# What the task requires:
Count the lines below that contain the string "head", treating uppercase and lowercase letters as distinct. Reply with the number alone.

— begin Excerpted data —

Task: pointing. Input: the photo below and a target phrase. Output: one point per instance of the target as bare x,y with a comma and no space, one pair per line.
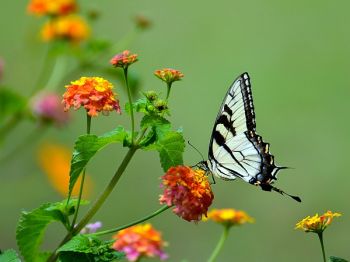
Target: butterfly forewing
233,151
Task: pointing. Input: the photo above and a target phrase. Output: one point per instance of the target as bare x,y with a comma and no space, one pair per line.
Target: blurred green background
298,56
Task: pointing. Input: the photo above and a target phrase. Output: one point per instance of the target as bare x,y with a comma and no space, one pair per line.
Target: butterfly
235,149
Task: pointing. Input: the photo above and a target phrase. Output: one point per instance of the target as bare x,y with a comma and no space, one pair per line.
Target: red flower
169,75
70,27
123,59
189,190
140,241
94,93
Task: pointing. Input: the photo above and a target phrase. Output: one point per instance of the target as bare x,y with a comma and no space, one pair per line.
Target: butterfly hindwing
235,150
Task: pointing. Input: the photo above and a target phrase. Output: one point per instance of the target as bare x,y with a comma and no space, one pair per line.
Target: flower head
94,93
140,241
169,75
91,228
317,224
229,217
189,190
52,7
1,68
71,27
123,59
48,108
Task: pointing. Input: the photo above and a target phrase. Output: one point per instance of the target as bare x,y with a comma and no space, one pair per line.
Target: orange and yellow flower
52,7
123,59
54,160
95,94
71,27
169,75
140,241
317,224
188,190
229,217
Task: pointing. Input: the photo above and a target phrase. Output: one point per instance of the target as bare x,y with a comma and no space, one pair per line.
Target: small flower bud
151,95
123,59
160,105
169,75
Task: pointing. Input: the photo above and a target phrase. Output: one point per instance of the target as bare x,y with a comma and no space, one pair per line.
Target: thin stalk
113,230
130,102
320,236
219,245
168,91
99,202
88,128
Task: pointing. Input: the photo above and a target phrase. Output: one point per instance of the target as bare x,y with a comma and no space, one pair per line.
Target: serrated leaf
171,147
90,246
86,147
32,225
9,256
139,106
337,259
10,103
155,121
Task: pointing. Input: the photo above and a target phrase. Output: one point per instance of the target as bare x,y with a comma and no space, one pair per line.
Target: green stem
168,91
88,128
219,245
131,106
320,236
99,202
113,230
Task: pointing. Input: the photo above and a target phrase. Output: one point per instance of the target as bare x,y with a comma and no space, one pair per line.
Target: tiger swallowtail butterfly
235,149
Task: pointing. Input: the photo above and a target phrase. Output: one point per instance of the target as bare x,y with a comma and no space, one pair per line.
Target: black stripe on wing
268,169
237,104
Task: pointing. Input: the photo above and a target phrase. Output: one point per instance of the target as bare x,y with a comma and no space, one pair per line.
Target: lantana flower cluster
64,22
169,75
140,241
316,223
188,190
52,7
95,94
229,217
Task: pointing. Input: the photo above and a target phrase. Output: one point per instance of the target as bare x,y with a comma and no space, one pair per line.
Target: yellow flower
188,190
317,224
70,27
229,217
94,93
54,160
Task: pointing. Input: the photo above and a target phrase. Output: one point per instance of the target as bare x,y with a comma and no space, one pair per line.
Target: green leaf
171,147
336,259
86,147
9,256
10,103
155,121
87,246
32,225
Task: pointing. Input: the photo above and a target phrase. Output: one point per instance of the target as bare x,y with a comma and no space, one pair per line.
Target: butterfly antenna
296,198
196,150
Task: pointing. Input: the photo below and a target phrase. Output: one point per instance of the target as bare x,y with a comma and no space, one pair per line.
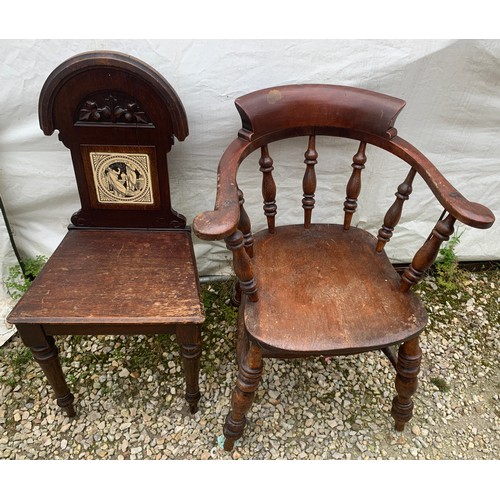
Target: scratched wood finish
116,276
318,288
126,266
335,301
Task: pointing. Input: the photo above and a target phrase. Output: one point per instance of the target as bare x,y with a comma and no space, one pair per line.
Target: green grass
17,281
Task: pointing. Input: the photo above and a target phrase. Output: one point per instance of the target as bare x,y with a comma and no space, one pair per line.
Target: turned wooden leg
407,367
236,296
189,339
47,357
249,374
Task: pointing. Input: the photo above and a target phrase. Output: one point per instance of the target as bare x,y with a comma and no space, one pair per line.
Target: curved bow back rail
259,132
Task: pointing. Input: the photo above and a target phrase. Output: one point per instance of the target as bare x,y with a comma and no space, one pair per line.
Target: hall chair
323,288
126,265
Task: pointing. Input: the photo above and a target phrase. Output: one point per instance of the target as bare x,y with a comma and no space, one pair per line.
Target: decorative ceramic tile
122,177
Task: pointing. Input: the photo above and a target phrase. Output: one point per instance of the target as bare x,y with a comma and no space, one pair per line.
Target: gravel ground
130,405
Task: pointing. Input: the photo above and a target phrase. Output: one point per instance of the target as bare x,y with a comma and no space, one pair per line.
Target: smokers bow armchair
324,289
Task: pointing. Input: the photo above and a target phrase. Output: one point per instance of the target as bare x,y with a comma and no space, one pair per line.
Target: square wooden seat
105,280
126,265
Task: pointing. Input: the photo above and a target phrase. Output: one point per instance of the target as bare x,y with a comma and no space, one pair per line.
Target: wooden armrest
223,220
467,212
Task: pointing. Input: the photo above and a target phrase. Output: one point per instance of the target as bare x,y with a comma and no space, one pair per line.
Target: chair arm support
223,220
467,212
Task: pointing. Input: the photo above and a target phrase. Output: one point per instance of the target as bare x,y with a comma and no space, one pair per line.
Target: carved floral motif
112,109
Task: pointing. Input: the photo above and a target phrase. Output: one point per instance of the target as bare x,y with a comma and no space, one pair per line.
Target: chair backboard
118,116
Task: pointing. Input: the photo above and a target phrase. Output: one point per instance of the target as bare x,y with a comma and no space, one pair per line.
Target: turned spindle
309,180
268,188
393,215
354,185
245,226
242,264
427,253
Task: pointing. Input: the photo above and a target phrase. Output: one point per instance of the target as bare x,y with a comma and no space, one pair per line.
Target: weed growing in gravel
18,281
220,322
17,361
448,274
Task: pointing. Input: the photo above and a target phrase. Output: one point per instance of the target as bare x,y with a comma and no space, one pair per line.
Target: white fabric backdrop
452,115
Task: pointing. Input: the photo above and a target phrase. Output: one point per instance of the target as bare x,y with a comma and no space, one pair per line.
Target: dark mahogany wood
309,180
354,185
268,188
126,265
325,289
394,213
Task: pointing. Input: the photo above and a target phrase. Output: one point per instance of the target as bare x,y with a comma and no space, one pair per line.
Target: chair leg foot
48,359
407,367
191,360
249,375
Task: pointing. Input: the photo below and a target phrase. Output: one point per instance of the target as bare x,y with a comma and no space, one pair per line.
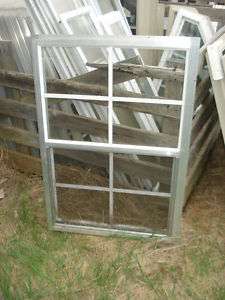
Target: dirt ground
39,264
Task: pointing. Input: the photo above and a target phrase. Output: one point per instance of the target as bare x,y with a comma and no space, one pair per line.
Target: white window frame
180,154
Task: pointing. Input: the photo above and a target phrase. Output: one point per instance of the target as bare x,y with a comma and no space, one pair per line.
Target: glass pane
77,206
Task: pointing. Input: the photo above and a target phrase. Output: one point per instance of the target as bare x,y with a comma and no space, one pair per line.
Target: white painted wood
150,15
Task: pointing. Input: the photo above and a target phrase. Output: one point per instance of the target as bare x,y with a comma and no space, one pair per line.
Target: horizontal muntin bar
75,13
143,42
104,225
115,190
114,99
115,148
104,231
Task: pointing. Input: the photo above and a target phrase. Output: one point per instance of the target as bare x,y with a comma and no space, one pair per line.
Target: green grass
39,264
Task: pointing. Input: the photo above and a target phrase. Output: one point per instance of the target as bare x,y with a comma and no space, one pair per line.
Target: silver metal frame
180,154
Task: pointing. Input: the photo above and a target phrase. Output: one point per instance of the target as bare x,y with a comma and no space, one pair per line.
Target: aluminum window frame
216,63
180,154
206,28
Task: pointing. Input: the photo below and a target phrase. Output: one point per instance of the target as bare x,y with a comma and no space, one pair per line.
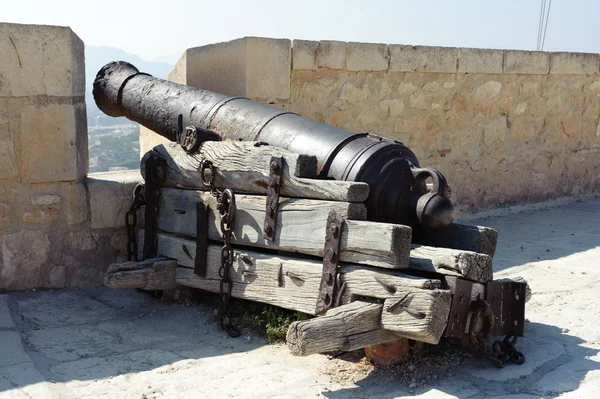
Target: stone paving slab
11,349
103,343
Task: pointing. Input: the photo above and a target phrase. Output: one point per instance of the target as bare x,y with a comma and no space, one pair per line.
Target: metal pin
294,276
280,275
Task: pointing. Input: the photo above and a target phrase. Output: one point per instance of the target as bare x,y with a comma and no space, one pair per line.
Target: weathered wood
421,316
256,276
478,290
469,265
460,236
150,274
347,328
244,168
300,226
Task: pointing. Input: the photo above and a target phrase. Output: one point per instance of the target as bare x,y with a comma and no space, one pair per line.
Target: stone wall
58,228
503,126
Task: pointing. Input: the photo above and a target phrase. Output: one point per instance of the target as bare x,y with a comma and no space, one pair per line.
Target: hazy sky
153,29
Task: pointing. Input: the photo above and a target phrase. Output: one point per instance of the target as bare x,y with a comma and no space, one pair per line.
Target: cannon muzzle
398,184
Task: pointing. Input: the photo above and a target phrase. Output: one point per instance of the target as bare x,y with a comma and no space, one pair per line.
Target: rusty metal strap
507,299
330,284
274,185
201,239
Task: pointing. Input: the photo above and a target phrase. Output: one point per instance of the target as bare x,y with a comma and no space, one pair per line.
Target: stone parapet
312,55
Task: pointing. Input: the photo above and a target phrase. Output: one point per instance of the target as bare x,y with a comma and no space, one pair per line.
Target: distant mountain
113,142
98,56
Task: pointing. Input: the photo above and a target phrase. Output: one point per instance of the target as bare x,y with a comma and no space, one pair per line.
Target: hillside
113,142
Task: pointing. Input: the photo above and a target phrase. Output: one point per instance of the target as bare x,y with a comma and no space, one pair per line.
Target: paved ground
108,343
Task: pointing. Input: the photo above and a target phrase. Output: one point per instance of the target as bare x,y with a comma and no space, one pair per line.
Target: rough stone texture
110,196
47,132
304,54
23,255
123,343
500,138
40,60
574,63
405,58
472,60
331,54
268,64
367,57
45,234
526,62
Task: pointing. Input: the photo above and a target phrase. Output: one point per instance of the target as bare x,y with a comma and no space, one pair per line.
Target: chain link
131,221
226,208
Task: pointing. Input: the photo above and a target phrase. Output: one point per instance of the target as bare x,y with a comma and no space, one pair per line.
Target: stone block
110,197
9,166
304,54
474,60
77,204
423,59
574,63
23,255
257,68
526,62
49,141
331,55
40,60
268,69
367,57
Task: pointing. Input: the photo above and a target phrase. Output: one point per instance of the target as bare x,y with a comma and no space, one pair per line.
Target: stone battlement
503,126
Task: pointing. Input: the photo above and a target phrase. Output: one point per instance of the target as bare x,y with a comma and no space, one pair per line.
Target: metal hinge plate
328,289
275,172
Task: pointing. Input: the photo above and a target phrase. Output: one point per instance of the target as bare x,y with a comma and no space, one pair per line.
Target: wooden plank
300,226
469,265
418,316
460,236
256,276
347,328
244,168
150,274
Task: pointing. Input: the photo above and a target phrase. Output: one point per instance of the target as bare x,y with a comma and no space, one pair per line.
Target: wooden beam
244,168
347,328
300,226
150,274
418,316
460,236
284,281
469,265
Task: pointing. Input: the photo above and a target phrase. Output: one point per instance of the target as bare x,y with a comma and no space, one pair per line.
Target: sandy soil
108,343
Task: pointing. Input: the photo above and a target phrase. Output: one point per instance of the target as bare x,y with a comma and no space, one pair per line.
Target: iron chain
131,221
226,208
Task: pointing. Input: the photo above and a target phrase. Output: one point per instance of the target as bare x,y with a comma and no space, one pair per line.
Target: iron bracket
200,262
275,172
507,299
328,289
460,308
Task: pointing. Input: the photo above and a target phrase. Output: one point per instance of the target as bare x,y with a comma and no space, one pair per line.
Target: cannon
398,189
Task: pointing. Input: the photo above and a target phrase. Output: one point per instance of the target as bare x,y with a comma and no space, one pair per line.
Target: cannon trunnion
398,193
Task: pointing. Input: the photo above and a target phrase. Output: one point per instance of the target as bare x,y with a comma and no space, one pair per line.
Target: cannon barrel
398,193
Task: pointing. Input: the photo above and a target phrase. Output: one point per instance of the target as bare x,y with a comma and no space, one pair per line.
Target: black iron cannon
398,190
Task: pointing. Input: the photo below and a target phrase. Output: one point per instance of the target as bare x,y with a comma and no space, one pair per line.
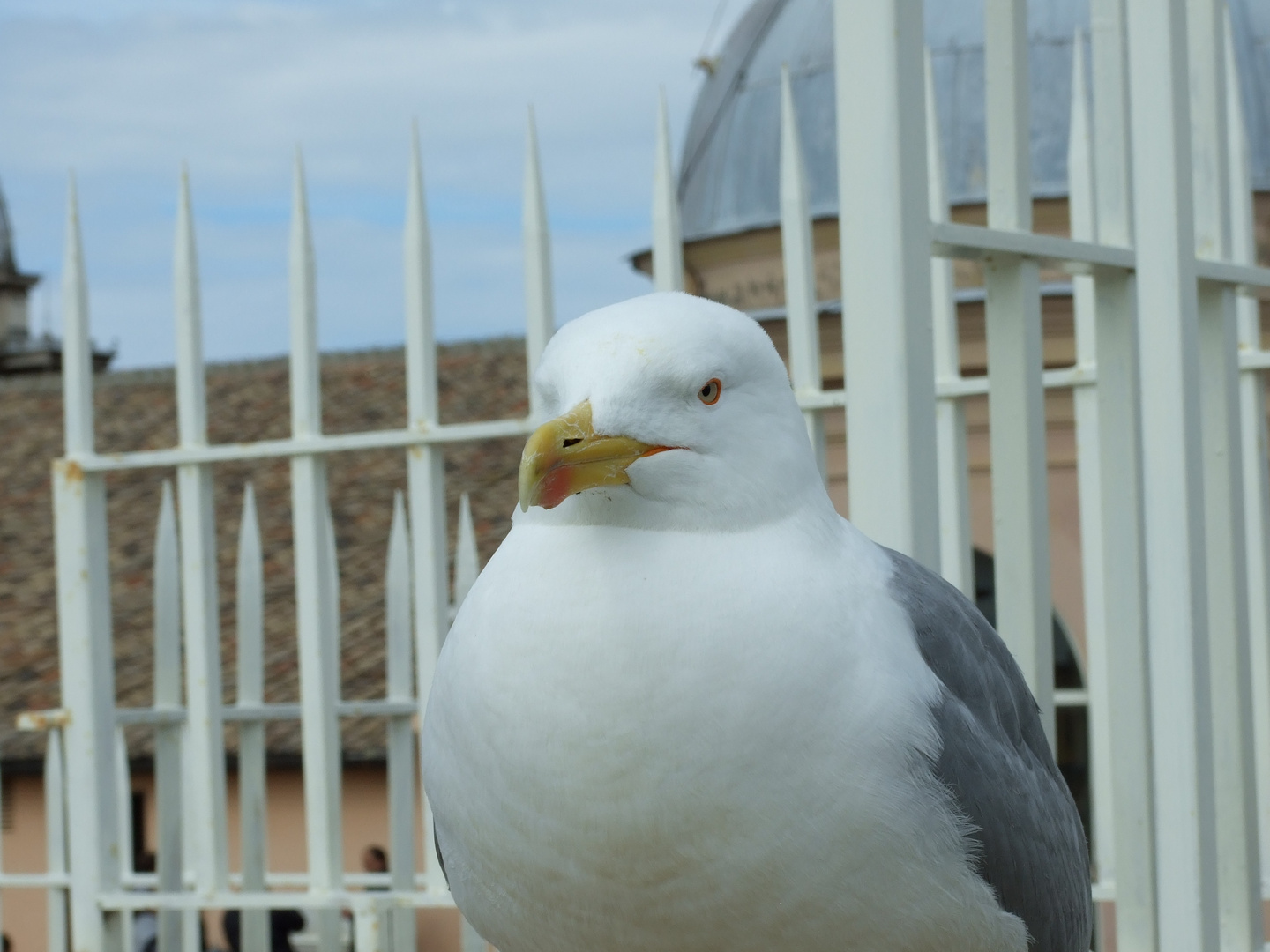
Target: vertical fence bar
1122,714
253,796
667,236
467,559
802,317
1231,691
539,309
1016,401
55,838
309,502
1172,475
1256,479
2,868
400,663
424,471
201,599
84,639
957,553
126,857
1084,225
167,695
884,224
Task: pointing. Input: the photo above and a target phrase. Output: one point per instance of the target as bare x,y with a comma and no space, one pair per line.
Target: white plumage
701,711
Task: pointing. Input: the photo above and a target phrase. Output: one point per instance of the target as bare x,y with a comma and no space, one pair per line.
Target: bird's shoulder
1021,824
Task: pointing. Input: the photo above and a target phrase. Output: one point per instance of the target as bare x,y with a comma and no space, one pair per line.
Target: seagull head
669,412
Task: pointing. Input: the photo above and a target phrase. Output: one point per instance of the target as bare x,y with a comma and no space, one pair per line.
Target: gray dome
728,176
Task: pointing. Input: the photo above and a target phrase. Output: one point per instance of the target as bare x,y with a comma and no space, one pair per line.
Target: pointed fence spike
190,389
400,734
802,316
253,799
305,386
398,622
77,344
539,306
1252,403
167,605
421,346
249,587
467,559
167,688
957,555
1084,227
667,239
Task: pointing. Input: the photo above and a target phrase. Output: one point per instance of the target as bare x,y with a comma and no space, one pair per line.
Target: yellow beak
565,456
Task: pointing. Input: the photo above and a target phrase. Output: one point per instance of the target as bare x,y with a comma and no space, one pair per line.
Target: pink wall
365,799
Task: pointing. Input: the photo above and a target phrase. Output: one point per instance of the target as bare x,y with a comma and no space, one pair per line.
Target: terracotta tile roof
247,401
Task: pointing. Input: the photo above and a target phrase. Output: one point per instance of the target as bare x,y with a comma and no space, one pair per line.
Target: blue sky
123,90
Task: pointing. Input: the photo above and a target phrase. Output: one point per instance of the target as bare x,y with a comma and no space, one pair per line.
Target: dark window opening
138,828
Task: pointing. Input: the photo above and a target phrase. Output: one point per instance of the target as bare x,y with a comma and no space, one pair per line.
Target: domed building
729,197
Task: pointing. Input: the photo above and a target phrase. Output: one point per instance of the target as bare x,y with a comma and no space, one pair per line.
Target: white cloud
124,97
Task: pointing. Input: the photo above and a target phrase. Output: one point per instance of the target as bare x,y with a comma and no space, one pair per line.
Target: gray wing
997,764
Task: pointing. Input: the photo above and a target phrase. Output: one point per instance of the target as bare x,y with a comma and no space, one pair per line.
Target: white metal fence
1174,489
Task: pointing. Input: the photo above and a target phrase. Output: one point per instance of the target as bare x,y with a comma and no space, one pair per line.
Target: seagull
687,707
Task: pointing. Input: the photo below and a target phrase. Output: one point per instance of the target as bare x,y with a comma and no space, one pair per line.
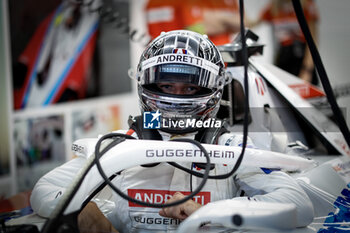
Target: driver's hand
180,211
91,219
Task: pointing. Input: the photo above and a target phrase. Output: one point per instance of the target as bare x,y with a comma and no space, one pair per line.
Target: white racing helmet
181,57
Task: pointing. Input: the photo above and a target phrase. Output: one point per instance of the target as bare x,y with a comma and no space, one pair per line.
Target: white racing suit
157,184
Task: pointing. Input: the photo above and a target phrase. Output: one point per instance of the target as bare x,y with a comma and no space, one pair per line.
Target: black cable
321,71
87,200
98,154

— end Excerpted data —

# Result of this exercise:
2